WORK INSTRUCTIONS:
Gather each row below that contains the string "framed" and copy those rows in full. The match is case-sensitive.

(Collected data)

(begin)

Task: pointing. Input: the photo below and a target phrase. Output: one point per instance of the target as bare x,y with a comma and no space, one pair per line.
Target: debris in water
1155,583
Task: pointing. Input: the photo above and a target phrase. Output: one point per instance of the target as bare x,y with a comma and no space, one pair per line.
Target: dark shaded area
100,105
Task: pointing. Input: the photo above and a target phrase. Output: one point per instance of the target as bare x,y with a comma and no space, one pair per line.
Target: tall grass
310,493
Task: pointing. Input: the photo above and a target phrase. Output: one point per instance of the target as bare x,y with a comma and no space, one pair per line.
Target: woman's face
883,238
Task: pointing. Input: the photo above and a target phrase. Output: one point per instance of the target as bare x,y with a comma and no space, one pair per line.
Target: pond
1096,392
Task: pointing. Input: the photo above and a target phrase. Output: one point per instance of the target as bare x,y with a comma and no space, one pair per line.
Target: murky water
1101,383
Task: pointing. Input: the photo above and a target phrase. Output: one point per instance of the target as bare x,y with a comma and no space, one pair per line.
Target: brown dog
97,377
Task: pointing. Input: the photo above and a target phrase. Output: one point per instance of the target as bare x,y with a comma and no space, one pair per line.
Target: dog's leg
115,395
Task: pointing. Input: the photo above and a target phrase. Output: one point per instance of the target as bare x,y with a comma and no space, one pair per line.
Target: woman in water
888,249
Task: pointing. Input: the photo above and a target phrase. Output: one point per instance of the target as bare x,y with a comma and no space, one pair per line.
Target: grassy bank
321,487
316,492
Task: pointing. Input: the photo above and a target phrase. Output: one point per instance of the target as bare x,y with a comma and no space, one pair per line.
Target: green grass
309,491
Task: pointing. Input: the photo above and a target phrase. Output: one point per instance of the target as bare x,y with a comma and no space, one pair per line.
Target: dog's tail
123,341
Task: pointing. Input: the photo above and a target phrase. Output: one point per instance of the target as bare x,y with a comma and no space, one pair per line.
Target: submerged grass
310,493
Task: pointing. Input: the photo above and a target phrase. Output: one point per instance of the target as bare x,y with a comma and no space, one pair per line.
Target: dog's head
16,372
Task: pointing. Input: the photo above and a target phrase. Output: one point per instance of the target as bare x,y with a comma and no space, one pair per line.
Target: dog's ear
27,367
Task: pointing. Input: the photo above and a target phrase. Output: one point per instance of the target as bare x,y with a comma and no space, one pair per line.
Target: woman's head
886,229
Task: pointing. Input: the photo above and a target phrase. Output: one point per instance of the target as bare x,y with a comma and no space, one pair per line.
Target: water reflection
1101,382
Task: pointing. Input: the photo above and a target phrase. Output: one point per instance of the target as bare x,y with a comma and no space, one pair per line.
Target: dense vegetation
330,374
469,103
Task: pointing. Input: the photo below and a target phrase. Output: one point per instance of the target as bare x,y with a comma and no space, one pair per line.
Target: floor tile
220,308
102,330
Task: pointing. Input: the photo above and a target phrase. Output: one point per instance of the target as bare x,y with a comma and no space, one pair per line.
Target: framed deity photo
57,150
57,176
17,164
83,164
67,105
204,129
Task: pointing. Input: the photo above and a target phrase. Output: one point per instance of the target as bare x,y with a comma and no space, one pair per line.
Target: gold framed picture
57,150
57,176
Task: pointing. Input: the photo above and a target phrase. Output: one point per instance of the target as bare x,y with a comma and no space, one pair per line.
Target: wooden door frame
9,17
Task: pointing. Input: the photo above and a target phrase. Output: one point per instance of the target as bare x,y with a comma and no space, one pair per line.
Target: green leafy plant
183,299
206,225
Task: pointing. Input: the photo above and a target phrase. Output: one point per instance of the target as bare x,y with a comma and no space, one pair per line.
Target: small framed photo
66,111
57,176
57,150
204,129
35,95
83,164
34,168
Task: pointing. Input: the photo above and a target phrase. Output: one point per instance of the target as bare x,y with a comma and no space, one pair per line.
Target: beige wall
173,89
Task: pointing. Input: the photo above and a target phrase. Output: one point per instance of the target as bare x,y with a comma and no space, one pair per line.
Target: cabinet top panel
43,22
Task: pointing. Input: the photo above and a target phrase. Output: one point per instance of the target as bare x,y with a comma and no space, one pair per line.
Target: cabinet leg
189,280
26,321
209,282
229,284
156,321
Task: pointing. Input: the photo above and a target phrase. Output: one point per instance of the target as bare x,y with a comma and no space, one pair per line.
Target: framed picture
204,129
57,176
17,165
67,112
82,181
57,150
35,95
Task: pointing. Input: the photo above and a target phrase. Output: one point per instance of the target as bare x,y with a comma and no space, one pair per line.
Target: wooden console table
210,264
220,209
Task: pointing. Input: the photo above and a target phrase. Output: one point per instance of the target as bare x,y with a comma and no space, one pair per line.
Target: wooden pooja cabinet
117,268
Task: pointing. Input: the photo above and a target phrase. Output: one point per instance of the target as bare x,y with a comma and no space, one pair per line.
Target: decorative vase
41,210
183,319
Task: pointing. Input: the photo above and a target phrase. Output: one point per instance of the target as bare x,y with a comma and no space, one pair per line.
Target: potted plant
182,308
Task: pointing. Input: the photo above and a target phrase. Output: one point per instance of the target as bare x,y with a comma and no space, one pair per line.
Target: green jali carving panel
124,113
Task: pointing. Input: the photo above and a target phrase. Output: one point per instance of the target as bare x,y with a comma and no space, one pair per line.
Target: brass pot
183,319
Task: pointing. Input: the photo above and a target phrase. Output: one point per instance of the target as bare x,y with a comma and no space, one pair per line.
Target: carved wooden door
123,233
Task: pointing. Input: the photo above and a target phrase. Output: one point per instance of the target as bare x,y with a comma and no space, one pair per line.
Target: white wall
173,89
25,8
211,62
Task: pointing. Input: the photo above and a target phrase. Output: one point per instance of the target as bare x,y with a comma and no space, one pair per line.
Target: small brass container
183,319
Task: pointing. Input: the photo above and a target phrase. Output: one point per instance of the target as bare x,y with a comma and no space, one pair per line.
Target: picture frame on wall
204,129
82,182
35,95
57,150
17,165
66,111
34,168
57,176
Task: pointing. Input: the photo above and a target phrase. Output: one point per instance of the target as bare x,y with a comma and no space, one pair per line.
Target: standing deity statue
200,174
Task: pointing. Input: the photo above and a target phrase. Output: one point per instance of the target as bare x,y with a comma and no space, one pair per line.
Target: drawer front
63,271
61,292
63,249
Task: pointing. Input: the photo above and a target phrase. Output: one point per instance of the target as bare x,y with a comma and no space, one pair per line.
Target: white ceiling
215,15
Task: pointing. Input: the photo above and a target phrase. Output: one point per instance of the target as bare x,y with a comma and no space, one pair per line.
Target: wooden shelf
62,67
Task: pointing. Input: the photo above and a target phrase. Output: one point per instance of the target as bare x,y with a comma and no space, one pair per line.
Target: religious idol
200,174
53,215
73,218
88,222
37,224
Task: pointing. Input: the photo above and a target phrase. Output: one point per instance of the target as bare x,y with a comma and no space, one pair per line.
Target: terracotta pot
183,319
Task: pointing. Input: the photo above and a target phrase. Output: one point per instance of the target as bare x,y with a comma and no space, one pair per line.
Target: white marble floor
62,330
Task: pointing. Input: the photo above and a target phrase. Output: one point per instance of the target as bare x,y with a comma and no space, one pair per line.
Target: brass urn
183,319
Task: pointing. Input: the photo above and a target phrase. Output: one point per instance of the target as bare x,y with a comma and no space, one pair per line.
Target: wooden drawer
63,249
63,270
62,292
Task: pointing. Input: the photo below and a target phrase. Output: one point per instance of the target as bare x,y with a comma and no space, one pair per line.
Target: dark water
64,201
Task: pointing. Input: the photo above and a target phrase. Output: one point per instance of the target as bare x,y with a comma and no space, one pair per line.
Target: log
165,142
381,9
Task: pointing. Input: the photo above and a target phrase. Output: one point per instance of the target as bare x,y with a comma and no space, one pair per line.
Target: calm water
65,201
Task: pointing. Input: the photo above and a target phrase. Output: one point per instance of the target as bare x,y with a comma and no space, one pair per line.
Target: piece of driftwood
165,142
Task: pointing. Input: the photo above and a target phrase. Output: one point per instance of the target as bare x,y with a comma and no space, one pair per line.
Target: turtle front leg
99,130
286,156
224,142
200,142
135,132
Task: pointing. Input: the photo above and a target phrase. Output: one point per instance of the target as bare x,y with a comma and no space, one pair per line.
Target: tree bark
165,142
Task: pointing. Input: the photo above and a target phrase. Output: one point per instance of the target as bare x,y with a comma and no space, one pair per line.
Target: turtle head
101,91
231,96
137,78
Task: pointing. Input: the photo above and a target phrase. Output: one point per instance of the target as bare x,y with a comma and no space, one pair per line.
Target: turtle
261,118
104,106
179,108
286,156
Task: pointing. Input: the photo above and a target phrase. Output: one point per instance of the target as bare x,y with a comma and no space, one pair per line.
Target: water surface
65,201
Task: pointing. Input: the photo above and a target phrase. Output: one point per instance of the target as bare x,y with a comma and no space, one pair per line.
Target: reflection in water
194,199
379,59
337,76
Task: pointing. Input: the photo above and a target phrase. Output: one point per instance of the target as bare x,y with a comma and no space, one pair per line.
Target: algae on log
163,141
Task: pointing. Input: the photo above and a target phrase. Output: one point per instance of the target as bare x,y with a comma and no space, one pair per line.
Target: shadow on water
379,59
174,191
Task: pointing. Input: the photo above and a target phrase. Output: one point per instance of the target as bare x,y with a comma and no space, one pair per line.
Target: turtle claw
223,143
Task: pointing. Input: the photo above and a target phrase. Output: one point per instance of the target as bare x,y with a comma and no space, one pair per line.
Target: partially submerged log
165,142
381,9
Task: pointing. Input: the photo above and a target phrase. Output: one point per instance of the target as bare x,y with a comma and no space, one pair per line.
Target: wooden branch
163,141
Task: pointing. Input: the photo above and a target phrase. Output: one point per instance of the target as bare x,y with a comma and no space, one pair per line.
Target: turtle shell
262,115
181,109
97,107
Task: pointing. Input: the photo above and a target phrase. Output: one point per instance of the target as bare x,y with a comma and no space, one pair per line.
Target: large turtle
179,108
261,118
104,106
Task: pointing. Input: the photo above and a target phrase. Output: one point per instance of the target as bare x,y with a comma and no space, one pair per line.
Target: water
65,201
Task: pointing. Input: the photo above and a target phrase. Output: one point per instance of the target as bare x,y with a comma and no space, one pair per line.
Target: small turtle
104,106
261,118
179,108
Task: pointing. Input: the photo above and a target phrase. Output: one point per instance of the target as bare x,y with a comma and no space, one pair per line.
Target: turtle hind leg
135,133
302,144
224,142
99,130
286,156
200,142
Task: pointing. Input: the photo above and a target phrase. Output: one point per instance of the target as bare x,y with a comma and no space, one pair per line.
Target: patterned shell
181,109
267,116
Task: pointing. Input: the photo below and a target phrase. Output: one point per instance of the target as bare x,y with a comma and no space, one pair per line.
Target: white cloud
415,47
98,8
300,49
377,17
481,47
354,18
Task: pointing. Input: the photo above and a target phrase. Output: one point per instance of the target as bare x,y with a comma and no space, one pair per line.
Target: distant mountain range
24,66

(end)

ANSWER TO THIS EXERCISE:
Target: framed deity photo
Target: gold framed picture
Target: small framed photo
Target: framed picture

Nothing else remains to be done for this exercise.